→ DIRECTION
Which lines in the rows below contain the word "parked"? Pick out each one and copy it.

→ INPUT MATERIAL
----

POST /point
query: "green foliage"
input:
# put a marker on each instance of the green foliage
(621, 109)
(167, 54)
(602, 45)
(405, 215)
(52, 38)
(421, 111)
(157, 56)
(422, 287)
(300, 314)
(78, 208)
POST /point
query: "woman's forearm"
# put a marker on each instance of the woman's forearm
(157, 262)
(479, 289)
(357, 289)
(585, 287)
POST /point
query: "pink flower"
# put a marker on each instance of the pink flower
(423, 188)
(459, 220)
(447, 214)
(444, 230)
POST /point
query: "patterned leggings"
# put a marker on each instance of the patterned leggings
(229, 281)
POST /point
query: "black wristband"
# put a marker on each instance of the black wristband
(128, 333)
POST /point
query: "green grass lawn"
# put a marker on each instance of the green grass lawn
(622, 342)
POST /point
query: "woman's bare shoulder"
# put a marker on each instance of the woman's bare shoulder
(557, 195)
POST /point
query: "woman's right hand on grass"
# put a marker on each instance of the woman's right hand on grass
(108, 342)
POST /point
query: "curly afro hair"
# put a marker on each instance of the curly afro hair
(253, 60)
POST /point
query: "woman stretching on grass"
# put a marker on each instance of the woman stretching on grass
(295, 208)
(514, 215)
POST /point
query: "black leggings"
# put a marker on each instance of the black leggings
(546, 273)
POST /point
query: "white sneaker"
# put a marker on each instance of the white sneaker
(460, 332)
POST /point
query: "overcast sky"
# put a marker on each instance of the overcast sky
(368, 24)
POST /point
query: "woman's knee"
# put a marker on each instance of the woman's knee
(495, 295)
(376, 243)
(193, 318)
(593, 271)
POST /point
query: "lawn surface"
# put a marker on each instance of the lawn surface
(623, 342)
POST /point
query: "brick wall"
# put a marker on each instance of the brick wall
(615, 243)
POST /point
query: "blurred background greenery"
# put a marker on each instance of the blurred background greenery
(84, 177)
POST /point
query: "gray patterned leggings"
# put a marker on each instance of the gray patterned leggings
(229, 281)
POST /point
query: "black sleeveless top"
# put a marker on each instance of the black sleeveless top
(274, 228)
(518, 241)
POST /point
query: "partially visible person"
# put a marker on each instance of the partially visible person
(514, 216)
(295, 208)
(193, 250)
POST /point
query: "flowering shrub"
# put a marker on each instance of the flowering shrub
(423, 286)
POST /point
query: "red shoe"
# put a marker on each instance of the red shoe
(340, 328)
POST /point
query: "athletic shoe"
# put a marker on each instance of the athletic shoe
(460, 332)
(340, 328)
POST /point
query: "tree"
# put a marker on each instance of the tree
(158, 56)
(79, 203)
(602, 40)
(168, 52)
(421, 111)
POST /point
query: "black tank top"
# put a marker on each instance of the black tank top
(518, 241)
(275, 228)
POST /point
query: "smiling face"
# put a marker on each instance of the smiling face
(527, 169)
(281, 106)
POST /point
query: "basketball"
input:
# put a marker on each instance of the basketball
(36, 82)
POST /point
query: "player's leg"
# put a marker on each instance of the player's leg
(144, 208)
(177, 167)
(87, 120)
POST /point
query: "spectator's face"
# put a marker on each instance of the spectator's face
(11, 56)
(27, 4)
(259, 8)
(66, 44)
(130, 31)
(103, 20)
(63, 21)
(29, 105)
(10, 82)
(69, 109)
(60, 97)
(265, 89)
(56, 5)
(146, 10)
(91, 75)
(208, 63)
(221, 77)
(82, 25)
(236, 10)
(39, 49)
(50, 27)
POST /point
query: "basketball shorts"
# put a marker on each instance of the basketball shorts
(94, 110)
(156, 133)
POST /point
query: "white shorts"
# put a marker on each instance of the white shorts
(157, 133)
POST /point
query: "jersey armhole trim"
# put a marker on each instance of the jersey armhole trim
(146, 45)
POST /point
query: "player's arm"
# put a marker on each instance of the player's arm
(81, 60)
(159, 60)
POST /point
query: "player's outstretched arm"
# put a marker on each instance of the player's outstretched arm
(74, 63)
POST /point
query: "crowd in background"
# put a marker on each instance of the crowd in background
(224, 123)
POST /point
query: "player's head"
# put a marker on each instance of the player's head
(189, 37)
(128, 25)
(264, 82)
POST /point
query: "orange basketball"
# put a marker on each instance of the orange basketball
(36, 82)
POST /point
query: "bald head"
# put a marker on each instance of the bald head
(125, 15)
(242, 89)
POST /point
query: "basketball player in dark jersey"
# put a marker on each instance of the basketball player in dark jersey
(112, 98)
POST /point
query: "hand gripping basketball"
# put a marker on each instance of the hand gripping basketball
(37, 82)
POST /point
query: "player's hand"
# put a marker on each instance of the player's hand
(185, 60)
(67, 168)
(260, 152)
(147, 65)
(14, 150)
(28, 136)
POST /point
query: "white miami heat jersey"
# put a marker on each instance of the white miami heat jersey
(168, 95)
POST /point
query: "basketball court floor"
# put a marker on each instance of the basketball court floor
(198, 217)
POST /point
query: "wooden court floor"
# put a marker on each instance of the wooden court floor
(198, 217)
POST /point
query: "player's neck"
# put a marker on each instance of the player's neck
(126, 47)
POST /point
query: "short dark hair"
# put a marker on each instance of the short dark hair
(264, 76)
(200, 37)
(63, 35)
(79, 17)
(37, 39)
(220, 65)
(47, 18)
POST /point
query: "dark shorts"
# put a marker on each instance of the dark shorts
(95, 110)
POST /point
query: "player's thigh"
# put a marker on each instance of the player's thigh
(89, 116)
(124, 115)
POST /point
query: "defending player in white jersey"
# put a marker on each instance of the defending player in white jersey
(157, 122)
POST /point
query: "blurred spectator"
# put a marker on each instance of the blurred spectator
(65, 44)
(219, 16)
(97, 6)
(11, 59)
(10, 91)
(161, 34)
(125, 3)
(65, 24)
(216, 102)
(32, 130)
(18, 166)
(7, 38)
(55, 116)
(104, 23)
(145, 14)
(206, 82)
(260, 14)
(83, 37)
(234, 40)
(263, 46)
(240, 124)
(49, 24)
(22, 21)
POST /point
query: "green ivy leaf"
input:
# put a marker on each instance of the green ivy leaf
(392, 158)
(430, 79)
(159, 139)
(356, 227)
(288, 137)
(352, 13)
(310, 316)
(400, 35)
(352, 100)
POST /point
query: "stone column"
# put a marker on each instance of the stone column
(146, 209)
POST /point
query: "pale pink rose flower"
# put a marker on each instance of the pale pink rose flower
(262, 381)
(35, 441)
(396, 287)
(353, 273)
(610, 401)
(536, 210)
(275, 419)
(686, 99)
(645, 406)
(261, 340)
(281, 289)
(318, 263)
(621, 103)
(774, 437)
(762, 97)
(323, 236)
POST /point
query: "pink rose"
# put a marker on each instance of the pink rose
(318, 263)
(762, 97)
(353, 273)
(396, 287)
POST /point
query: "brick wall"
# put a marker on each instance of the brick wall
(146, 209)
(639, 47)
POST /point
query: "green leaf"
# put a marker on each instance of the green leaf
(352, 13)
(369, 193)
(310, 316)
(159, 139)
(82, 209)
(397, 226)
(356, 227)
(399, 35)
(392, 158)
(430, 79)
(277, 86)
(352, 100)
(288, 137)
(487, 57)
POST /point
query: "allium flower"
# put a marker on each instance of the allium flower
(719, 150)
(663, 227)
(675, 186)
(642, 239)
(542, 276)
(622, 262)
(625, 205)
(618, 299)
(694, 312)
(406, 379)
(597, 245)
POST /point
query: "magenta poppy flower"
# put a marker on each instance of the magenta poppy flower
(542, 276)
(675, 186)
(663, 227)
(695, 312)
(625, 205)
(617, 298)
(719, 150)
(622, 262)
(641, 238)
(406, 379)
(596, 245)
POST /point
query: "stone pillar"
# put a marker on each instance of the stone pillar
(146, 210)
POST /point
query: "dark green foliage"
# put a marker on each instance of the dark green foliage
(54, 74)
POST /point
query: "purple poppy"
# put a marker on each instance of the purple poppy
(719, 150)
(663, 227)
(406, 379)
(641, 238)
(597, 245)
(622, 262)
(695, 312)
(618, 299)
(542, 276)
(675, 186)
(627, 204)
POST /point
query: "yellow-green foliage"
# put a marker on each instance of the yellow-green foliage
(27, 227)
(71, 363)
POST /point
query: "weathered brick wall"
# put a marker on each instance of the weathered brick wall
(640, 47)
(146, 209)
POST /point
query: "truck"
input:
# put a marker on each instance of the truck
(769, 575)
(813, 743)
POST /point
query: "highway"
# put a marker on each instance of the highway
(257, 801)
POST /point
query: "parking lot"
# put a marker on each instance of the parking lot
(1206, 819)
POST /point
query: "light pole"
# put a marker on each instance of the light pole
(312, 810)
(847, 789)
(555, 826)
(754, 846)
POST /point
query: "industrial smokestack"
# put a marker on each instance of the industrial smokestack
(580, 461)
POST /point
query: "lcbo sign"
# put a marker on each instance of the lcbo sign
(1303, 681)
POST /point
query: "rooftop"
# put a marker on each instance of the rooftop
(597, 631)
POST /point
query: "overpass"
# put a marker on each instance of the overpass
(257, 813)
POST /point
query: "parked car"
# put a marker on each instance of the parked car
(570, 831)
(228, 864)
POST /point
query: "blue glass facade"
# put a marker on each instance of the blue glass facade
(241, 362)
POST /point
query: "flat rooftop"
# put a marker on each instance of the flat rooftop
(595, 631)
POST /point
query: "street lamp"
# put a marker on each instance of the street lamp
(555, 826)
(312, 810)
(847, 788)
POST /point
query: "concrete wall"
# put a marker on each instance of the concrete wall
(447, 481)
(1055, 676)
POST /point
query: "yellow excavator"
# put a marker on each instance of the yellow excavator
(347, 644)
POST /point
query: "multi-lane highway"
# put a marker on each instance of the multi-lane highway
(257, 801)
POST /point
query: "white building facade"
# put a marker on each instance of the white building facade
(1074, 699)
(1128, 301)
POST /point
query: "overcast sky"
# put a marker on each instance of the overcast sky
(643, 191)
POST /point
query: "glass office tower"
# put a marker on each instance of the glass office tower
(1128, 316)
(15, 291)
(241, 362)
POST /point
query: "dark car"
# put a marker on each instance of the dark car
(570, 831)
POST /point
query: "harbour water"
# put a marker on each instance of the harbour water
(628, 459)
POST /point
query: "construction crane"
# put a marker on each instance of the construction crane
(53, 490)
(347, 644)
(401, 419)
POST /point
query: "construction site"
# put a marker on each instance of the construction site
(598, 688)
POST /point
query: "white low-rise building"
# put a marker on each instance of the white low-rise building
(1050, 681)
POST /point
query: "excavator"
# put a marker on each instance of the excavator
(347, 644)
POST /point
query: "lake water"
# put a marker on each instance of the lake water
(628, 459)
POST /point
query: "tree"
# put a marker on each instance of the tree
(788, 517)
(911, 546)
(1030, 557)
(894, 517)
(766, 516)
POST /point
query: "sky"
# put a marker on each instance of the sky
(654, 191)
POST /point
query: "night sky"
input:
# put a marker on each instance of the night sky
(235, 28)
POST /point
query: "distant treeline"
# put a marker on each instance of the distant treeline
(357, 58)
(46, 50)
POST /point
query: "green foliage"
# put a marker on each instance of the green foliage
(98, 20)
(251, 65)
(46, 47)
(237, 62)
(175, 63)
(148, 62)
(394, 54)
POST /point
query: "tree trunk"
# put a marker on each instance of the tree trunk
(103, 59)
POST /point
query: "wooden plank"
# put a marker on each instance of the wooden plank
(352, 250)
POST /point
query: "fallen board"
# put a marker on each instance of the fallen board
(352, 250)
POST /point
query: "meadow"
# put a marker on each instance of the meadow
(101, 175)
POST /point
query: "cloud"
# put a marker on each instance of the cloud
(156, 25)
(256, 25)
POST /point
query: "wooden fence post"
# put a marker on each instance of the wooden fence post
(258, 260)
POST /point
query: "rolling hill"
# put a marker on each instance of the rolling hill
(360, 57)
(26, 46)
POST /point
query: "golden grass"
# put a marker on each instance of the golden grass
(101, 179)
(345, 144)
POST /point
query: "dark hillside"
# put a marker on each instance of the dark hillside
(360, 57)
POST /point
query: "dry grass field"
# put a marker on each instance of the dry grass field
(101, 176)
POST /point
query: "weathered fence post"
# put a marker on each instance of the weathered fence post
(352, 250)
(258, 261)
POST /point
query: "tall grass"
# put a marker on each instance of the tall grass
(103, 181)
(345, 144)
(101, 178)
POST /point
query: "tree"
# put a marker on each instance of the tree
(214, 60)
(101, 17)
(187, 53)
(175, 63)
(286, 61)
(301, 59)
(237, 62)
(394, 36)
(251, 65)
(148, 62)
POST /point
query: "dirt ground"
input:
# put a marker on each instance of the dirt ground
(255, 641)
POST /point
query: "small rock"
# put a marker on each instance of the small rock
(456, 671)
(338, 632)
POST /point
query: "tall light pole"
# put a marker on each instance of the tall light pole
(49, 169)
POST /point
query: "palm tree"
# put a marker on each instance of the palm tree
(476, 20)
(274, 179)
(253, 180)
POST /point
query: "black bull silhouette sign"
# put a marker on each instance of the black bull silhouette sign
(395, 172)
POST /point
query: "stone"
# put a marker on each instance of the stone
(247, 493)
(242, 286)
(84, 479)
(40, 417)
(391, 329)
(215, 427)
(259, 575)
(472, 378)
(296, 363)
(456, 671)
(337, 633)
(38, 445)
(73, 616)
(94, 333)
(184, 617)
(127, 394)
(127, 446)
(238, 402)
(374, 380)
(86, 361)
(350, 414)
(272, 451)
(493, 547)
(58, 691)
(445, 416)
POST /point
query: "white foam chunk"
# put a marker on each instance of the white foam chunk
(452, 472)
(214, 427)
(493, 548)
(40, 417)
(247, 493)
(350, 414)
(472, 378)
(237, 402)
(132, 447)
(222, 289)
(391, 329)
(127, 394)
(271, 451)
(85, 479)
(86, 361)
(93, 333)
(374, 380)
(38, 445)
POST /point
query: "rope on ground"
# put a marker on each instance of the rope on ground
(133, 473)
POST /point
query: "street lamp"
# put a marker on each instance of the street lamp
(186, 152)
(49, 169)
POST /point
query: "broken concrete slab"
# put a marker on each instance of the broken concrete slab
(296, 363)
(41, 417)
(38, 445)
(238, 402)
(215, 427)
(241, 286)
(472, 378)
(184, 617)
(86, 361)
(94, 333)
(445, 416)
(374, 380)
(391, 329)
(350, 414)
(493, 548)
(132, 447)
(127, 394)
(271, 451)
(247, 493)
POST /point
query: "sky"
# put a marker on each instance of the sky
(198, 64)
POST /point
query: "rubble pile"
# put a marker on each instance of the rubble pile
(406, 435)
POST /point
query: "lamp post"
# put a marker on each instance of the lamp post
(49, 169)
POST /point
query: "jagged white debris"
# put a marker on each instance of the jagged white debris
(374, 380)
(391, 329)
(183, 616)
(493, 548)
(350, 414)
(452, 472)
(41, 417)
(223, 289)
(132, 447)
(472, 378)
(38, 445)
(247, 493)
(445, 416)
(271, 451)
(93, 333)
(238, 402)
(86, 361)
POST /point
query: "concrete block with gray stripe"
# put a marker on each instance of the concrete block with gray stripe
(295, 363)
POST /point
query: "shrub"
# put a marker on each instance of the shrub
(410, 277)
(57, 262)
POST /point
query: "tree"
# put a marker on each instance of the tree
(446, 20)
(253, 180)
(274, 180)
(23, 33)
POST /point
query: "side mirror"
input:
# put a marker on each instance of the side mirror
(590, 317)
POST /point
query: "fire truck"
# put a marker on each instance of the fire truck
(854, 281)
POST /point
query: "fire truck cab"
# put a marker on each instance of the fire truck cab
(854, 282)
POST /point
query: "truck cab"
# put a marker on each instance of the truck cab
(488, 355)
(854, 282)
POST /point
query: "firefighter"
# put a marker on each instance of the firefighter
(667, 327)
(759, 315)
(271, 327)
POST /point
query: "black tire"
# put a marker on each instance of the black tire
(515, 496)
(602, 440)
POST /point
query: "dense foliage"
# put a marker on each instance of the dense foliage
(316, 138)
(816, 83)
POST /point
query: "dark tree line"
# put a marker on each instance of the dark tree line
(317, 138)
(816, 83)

----

→ SOLUTION
query: "parked car"
# put a marker on each instance of the parked car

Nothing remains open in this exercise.